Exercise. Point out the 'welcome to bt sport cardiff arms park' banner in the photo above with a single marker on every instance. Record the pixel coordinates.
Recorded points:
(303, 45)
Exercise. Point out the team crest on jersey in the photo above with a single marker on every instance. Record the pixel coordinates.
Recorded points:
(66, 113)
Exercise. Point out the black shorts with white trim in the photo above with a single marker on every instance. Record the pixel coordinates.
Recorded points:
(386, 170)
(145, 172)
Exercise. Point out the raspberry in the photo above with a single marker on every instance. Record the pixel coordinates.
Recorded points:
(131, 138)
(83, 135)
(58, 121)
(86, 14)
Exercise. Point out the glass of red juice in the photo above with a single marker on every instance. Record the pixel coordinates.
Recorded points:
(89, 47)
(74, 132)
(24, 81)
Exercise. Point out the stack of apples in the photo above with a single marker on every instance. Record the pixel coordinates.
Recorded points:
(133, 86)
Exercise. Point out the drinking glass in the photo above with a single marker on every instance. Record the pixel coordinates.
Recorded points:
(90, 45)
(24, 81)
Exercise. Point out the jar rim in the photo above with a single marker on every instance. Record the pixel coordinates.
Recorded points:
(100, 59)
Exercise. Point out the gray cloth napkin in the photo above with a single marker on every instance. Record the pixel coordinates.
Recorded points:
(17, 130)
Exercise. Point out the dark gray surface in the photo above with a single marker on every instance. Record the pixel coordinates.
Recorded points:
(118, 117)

================================

→ **What is needed**:
The answer must be a single number: how many lines above contain the word "glass".

→ **Written response**:
2